• _CHALLENGE_
Can you rewrite the material below with each "trace" changed to "draw", leaving everything else as is and omitting the pictures?

*** DATA ROWS

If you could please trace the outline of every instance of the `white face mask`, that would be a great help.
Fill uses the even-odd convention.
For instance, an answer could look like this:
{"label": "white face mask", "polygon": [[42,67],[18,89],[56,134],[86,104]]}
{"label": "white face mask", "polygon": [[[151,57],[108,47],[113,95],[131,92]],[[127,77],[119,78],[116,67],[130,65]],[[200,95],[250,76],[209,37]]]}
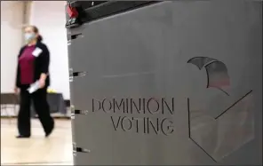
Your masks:
{"label": "white face mask", "polygon": [[25,40],[27,43],[31,42],[36,37],[34,33],[26,33],[25,34]]}

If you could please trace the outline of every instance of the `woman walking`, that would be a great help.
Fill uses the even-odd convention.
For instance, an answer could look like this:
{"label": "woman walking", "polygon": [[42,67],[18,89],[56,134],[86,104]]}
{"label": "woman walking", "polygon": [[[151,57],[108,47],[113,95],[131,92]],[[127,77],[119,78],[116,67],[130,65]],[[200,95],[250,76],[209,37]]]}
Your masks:
{"label": "woman walking", "polygon": [[[18,115],[17,138],[29,138],[30,129],[30,106],[31,100],[35,110],[38,115],[45,136],[48,137],[53,128],[54,121],[51,116],[49,105],[47,103],[47,87],[50,84],[49,63],[50,53],[47,46],[42,43],[42,36],[36,26],[28,26],[24,30],[27,44],[23,46],[19,53],[17,67],[15,93],[20,93],[20,111]],[[39,89],[29,93],[28,89],[30,84],[38,81]]]}

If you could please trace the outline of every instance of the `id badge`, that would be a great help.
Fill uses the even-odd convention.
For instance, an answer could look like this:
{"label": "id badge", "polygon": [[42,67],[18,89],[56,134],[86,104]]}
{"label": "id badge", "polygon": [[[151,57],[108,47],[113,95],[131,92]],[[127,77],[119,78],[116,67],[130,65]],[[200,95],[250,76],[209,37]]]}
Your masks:
{"label": "id badge", "polygon": [[40,53],[42,52],[42,50],[38,47],[36,47],[34,51],[32,52],[32,54],[35,56],[35,57],[38,57],[40,55]]}

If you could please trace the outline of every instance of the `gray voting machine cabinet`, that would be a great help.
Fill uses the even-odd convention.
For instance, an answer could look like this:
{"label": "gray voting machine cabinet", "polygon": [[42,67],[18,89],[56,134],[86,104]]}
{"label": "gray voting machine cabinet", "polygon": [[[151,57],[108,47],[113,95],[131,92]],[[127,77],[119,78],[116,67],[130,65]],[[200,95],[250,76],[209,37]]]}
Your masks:
{"label": "gray voting machine cabinet", "polygon": [[262,2],[66,11],[75,165],[262,165]]}

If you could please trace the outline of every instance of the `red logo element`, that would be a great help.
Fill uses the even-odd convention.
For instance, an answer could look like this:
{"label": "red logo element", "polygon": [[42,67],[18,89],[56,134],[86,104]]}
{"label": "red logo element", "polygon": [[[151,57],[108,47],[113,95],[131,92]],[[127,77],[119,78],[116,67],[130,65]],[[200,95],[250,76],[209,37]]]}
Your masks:
{"label": "red logo element", "polygon": [[78,16],[76,9],[75,7],[71,7],[70,5],[68,5],[67,12],[70,18],[76,18]]}

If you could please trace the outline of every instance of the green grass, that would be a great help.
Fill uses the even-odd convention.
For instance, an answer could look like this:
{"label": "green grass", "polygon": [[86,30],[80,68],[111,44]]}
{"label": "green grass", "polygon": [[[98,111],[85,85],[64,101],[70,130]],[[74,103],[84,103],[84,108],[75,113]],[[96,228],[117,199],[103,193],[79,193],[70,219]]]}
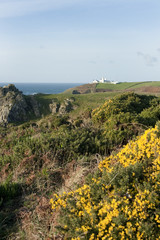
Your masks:
{"label": "green grass", "polygon": [[97,89],[110,89],[115,91],[134,89],[140,87],[159,87],[160,82],[121,82],[119,84],[98,83]]}
{"label": "green grass", "polygon": [[52,100],[56,100],[62,103],[67,98],[74,98],[75,102],[73,105],[76,106],[76,109],[72,111],[72,114],[77,116],[80,115],[81,112],[84,112],[85,109],[94,109],[103,104],[107,99],[114,97],[118,93],[116,92],[104,92],[104,93],[90,93],[90,94],[38,94],[36,95],[36,99],[40,104],[41,112],[44,115],[48,115],[49,104]]}

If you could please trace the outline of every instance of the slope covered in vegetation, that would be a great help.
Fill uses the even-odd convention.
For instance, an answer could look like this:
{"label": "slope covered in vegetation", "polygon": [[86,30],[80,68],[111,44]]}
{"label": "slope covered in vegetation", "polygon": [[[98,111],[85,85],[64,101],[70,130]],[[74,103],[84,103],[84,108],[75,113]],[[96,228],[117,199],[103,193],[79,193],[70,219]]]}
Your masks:
{"label": "slope covered in vegetation", "polygon": [[[94,185],[93,192],[99,195],[93,195],[95,201],[99,201],[96,199],[103,199],[103,191],[97,181],[100,181],[100,184],[103,182],[105,189],[108,182],[114,178],[116,167],[119,169],[117,171],[124,172],[124,178],[128,179],[124,181],[130,181],[132,171],[127,170],[130,171],[129,177],[125,175],[130,166],[119,164],[114,154],[132,138],[143,134],[150,126],[155,126],[160,120],[160,99],[131,92],[113,97],[104,103],[102,96],[105,95],[102,94],[101,97],[97,95],[94,104],[88,109],[88,99],[92,101],[94,96],[87,96],[86,99],[82,95],[77,97],[81,101],[79,112],[76,109],[66,115],[48,115],[39,120],[0,128],[0,239],[52,239],[57,221],[57,213],[51,215],[49,201],[52,193],[65,189],[66,192],[73,190],[76,195],[79,194],[79,190],[75,190],[76,185],[82,186],[82,193]],[[38,97],[44,100],[43,95]],[[46,96],[47,100],[48,97],[50,96]],[[104,104],[99,106],[98,99]],[[95,106],[99,107],[93,110]],[[158,130],[155,131],[158,134]],[[110,154],[112,157],[109,157]],[[93,177],[98,162],[106,157],[111,164],[108,165],[109,169],[112,169],[113,165],[113,171],[106,170],[101,162],[99,166],[102,166],[102,171],[99,170]],[[139,165],[134,164],[135,166],[138,166],[138,184],[141,178],[143,180],[143,174]],[[88,174],[88,182],[83,186]],[[122,180],[117,180],[121,179],[120,176],[121,174],[114,178],[117,184],[123,182],[123,177]],[[95,180],[91,180],[92,178]],[[123,187],[117,185],[117,188]],[[105,191],[112,195],[112,188],[115,186]],[[131,195],[126,189],[123,194]],[[130,199],[128,206],[129,204]],[[117,207],[119,208],[119,205]],[[64,226],[62,224],[60,228],[64,230]],[[72,230],[75,231],[76,228],[77,226],[73,225]],[[66,230],[66,236],[70,238],[72,234],[68,232],[68,228]],[[72,237],[78,237],[81,230]],[[85,237],[88,239],[90,235]]]}
{"label": "slope covered in vegetation", "polygon": [[54,195],[67,239],[159,239],[160,129],[147,130],[75,191]]}

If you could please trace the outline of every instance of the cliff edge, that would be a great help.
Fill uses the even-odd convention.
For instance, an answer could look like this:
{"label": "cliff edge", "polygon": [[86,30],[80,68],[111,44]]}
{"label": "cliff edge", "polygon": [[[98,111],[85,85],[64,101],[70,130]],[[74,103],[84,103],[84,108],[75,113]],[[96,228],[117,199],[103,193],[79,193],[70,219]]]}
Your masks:
{"label": "cliff edge", "polygon": [[31,116],[40,116],[33,96],[24,96],[13,84],[0,87],[0,123],[23,122]]}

******

• _COMPLETE RESPONSE_
If you could please draw the outline of every instance of the `white face mask`, that would be a great help.
Fill uses the even-odd convention.
For instance, an answer could look like this:
{"label": "white face mask", "polygon": [[42,67],[18,89],[56,134],[86,104]]}
{"label": "white face mask", "polygon": [[[151,57],[108,47],[113,95],[131,92]],[[127,77],[119,78],[116,67],[130,65]],[[200,95],[250,76],[209,37]]]}
Your masks:
{"label": "white face mask", "polygon": [[25,40],[27,43],[31,42],[36,37],[34,33],[26,33],[25,34]]}

If you could please draw the outline of every instance of the `woman walking`, that would be a great help.
Fill uses the even-odd convention.
For instance, an answer could look like this:
{"label": "woman walking", "polygon": [[42,67],[18,89],[56,134],[86,104]]}
{"label": "woman walking", "polygon": [[[151,57],[108,47],[113,95],[131,92]],[[127,77],[119,78],[116,67],[130,65]],[[200,95],[250,76],[209,37]]]}
Your masks:
{"label": "woman walking", "polygon": [[[18,115],[17,138],[29,138],[30,129],[30,106],[31,100],[35,110],[38,115],[45,136],[48,137],[53,128],[54,121],[51,116],[49,105],[47,103],[47,87],[50,84],[49,63],[50,53],[47,46],[42,43],[42,36],[36,26],[28,26],[24,30],[27,44],[23,46],[19,53],[17,67],[15,93],[20,93],[20,111]],[[39,89],[29,93],[28,89],[30,84],[38,81]]]}

If you could please draw the outline of every instance of the `id badge`, that would be a great help.
Fill uses the even-odd convention.
For instance, an answer could look like this:
{"label": "id badge", "polygon": [[42,67],[18,89],[56,134],[86,104]]}
{"label": "id badge", "polygon": [[[151,57],[108,47],[113,95],[131,92]],[[127,77],[119,78],[116,67],[130,65]],[[200,95],[250,76],[209,37]]]}
Your masks:
{"label": "id badge", "polygon": [[40,53],[42,52],[42,50],[38,47],[36,47],[34,51],[32,52],[32,54],[35,56],[35,57],[38,57],[40,55]]}

If you could please draw the outline of every instance of the `gray voting machine cabinet`, that would be a great help.
Fill uses the even-odd convention.
For instance, an answer could look like this:
{"label": "gray voting machine cabinet", "polygon": [[42,67],[18,89],[56,134],[86,104]]}
{"label": "gray voting machine cabinet", "polygon": [[[151,57],[108,47],[113,95],[131,92]],[[127,77],[119,78],[116,67],[130,65]],[[200,95],[250,76],[209,37]]]}
Your masks:
{"label": "gray voting machine cabinet", "polygon": [[262,2],[66,11],[75,165],[262,165]]}

If you could please draw the outline of every instance of the `red logo element`, that would be a great help.
Fill uses the even-odd convention.
For instance, an answer could look like this:
{"label": "red logo element", "polygon": [[42,67],[18,89],[56,134],[86,104]]}
{"label": "red logo element", "polygon": [[[151,57],[108,47],[113,95],[131,92]],[[127,77],[119,78],[116,67],[130,65]],[[200,95],[250,76],[209,37]]]}
Your masks:
{"label": "red logo element", "polygon": [[78,16],[76,9],[75,7],[71,7],[70,5],[68,5],[67,12],[70,18],[76,18]]}

If you could please draw the outline of every instance of the green grass, that would be a great help.
Fill uses the even-odd convention.
For instance, an answer could look like this:
{"label": "green grass", "polygon": [[86,30],[80,68],[111,44]]}
{"label": "green grass", "polygon": [[[98,111],[85,85],[64,101],[70,130]],[[74,103],[84,103],[84,108],[75,113]],[[96,228],[117,199],[103,193],[79,193],[70,219]]]}
Your masks:
{"label": "green grass", "polygon": [[97,89],[110,89],[115,91],[134,89],[140,87],[159,87],[160,82],[121,82],[119,84],[98,83]]}
{"label": "green grass", "polygon": [[52,100],[56,100],[62,103],[67,98],[74,98],[75,102],[73,105],[76,106],[76,109],[72,111],[72,114],[77,116],[80,115],[81,112],[84,112],[85,109],[94,109],[103,104],[107,99],[114,97],[118,93],[116,92],[104,92],[104,93],[90,93],[90,94],[38,94],[36,95],[36,99],[40,104],[41,112],[44,115],[48,115],[49,104]]}

If you could please draw the outline of every instance of the slope covered in vegetation, that would be a great help.
Fill uses the even-odd convention.
For instance, an answer could look like this:
{"label": "slope covered in vegetation", "polygon": [[86,30],[80,68],[111,44]]}
{"label": "slope covered in vegetation", "polygon": [[[98,111],[85,85],[64,101],[70,130]],[[74,103],[84,103],[84,108],[75,113]],[[96,228],[117,199],[103,193],[79,193],[70,219]]]}
Your masks:
{"label": "slope covered in vegetation", "polygon": [[[94,185],[93,192],[99,195],[93,195],[95,201],[99,201],[96,199],[103,199],[103,191],[97,181],[100,181],[100,184],[103,182],[105,189],[108,182],[114,178],[116,167],[119,169],[117,171],[124,172],[124,178],[128,179],[124,181],[130,181],[132,171],[127,170],[130,171],[129,177],[125,175],[130,166],[119,164],[114,154],[132,138],[143,134],[150,126],[155,126],[160,120],[160,99],[131,92],[113,97],[104,103],[102,96],[105,95],[102,94],[101,97],[97,95],[94,104],[88,109],[88,99],[92,101],[94,96],[87,96],[86,99],[82,95],[77,97],[81,101],[79,112],[76,109],[66,115],[48,115],[39,120],[0,128],[0,239],[52,239],[57,221],[57,213],[51,215],[49,201],[52,193],[65,189],[66,192],[73,190],[76,195],[79,194],[79,190],[75,190],[76,185],[82,186],[82,193]],[[38,97],[44,100],[43,95]],[[46,96],[47,100],[48,97],[50,96]],[[104,104],[99,106],[98,99]],[[95,106],[99,107],[93,110]],[[158,130],[155,131],[158,134]],[[110,154],[112,157],[109,157]],[[93,177],[98,162],[106,157],[111,164],[108,165],[109,169],[112,169],[113,165],[113,171],[106,170],[101,162],[99,166],[102,166],[102,171],[99,170]],[[139,165],[134,164],[135,166],[138,166],[138,184],[141,178],[143,180],[143,174]],[[88,174],[88,182],[83,186]],[[122,180],[117,180],[121,179],[120,176],[121,174],[114,178],[117,184],[123,182],[123,177]],[[95,180],[91,180],[92,178]],[[123,187],[117,185],[117,188]],[[105,191],[112,195],[112,188],[115,186]],[[131,195],[126,189],[123,194]],[[130,199],[128,206],[129,204]],[[117,207],[119,208],[119,205]],[[64,226],[62,224],[60,228],[64,230]],[[72,230],[75,231],[76,228],[77,226],[73,225]],[[66,230],[66,236],[70,238],[72,234],[68,232],[68,228]],[[72,237],[78,237],[81,230]],[[85,237],[88,239],[90,235]]]}
{"label": "slope covered in vegetation", "polygon": [[54,195],[67,239],[159,239],[160,129],[147,130],[75,191]]}

If you could please draw the outline of every instance of the cliff edge, that would be a great help.
Fill uses the even-odd convention.
For instance, an answer could look like this:
{"label": "cliff edge", "polygon": [[86,30],[80,68],[111,44]]}
{"label": "cliff edge", "polygon": [[[98,111],[85,85],[64,101],[70,130]],[[74,103],[84,103],[84,108],[75,113]],[[96,228],[117,199],[103,193],[79,193],[70,219]]]}
Your masks:
{"label": "cliff edge", "polygon": [[31,116],[40,116],[33,96],[24,96],[13,84],[0,87],[0,123],[23,122]]}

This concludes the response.